Find how many lines of the entries contain the word "tank", then report that figure alone.

(Stored data Opens)

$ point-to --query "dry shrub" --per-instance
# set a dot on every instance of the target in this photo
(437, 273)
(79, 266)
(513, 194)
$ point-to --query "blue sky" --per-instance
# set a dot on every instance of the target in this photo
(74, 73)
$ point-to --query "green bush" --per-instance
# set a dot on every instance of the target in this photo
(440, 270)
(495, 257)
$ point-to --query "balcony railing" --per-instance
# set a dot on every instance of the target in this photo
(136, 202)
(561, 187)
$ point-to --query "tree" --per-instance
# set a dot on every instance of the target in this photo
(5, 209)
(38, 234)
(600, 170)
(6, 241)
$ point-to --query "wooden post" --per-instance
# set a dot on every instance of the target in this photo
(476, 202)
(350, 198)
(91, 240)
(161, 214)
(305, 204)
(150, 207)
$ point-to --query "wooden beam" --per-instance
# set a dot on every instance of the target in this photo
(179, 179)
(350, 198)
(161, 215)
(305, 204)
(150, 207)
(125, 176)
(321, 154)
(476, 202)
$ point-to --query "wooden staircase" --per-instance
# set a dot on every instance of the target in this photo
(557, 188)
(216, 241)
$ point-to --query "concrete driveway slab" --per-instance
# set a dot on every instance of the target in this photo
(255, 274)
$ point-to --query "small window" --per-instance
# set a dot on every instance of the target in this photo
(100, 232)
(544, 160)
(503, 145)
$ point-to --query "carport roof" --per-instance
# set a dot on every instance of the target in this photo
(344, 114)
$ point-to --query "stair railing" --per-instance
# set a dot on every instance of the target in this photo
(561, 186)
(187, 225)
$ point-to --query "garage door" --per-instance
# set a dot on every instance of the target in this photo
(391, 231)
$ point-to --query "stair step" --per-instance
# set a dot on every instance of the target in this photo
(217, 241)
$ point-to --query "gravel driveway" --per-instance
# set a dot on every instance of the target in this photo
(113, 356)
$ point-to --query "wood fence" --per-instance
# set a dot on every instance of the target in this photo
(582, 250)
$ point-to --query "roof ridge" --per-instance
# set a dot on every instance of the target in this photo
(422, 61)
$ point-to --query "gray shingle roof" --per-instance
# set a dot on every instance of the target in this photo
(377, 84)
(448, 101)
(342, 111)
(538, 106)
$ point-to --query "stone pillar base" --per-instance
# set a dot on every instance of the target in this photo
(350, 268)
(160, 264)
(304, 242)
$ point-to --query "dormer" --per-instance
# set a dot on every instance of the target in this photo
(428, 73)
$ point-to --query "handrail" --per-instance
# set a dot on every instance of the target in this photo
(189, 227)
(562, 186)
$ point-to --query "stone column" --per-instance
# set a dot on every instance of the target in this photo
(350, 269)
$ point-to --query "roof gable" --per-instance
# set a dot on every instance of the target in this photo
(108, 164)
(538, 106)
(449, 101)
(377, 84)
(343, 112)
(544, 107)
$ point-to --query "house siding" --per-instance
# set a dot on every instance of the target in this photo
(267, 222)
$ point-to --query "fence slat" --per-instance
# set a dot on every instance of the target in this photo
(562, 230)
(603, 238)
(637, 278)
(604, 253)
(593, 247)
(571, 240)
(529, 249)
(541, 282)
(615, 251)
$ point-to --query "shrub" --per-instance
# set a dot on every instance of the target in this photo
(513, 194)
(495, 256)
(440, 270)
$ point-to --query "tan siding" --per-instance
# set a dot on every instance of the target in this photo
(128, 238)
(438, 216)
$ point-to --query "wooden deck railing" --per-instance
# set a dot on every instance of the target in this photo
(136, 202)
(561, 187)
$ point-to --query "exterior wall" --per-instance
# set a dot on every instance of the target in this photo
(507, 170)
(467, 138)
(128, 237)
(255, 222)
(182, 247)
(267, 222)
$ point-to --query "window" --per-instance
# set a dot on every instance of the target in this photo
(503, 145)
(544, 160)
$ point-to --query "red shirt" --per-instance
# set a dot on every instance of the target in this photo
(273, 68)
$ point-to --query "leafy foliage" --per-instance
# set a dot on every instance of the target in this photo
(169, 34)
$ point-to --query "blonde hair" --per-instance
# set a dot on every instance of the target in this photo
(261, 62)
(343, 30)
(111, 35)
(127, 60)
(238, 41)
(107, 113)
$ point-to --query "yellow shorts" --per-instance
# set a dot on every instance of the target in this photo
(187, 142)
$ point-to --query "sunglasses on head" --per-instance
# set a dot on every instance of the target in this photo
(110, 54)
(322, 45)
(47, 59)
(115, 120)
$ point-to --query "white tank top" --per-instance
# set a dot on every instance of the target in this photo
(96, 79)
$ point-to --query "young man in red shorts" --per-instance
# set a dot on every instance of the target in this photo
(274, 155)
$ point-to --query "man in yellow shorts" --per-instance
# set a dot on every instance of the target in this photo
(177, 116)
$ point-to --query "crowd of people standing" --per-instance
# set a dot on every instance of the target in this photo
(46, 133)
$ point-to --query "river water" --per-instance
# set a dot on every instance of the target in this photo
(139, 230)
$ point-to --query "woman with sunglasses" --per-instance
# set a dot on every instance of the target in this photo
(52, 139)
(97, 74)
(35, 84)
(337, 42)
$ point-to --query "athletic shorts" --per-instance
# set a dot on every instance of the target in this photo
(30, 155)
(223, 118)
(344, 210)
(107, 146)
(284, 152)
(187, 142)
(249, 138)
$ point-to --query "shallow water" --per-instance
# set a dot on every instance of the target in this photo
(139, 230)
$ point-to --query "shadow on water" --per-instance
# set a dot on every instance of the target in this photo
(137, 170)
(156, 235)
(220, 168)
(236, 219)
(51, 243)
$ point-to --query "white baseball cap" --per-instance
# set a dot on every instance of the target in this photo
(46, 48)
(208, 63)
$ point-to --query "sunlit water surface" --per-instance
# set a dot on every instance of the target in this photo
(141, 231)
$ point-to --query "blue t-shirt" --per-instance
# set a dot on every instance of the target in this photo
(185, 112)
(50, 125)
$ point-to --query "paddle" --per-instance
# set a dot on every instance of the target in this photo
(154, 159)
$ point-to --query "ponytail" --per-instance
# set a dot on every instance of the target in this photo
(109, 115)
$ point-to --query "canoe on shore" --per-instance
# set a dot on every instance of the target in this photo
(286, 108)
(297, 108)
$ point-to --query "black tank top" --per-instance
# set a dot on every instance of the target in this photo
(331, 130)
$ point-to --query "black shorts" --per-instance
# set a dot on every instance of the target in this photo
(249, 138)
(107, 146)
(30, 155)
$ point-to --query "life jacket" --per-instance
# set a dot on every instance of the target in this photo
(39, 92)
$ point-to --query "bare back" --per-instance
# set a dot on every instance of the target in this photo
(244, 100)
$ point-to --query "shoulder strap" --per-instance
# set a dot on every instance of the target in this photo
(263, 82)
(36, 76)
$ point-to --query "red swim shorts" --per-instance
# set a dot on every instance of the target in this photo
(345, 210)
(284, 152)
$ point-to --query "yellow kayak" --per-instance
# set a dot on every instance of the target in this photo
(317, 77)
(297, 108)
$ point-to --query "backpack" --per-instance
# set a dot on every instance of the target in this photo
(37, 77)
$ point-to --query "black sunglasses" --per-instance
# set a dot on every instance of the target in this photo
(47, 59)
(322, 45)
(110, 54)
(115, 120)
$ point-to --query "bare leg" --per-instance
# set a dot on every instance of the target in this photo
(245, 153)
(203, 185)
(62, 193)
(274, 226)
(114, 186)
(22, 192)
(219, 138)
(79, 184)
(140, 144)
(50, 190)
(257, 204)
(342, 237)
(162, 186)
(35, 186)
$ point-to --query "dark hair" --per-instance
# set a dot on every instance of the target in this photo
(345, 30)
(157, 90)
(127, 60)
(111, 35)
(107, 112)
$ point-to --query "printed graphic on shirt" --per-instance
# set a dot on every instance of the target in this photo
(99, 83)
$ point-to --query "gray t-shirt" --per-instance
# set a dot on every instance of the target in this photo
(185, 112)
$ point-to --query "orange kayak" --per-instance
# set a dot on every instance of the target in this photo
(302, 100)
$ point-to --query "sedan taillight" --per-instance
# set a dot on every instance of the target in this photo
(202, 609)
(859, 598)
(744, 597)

(Stored data Closes)

◆ **Your response**
2